Delicious Ambiguity.
—Gilda Radner

OK, so I know that in yoga we’re supposed to do like the above quote says. We’re supposed to be ok with ambiguity, with not having a plan and just living in the moment.

I don’t totally buy it.

I mean, I’m all for trying to stay present and appreciate the moment. Intellectually and philosophically, I comprehend how it is a lovely idea to not be attached to an outcome and to not need a plan. This would mean you’re never disappointed because you never had an expectation. You could live completely in the moment and no longer spend time obsessing over what your boss meant by that comment yesterday or how your upcoming date will go. You’d probably be calm and happy and worry-free and all that good stuff.

Again, I don’t totally buy it. I don’t think it’s human nature. Nor do I think it’s an ideal way to get through life in our modern world. Here’s my argument.

Evolutionarily speaking, being able to anticipate danger and plan accordingly is crucial to survival. If you were unable to think about your future hunting expedition enough to know how to avoid being someone else’s dinner, you wouldn’t live long enough to pass on your genes.

[Dataset]
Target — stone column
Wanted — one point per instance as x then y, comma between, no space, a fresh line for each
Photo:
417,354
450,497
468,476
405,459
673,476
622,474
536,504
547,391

[Exercise goal] Return the passage of the essay on ambiguity between "OK, so I know" and "that good stuff.", inclusive, with its wording unchanged.

[Reply to the exercise]
OK, so I know that in yoga we’re supposed to do like the above quote says. We’re supposed to be ok with ambiguity, with not having a plan and just living in the moment.

I don’t totally buy it.

I mean, I’m all for trying to stay present and appreciate the moment. Intellectually and philosophically, I comprehend how it is a lovely idea to not be attached to an outcome and to not need a plan. This would mean you’re never disappointed because you never had an expectation. You could live completely in the moment and no longer spend time obsessing over what your boss meant by that comment yesterday or how your upcoming date will go. You’d probably be calm and happy and worry-free and all that good stuff.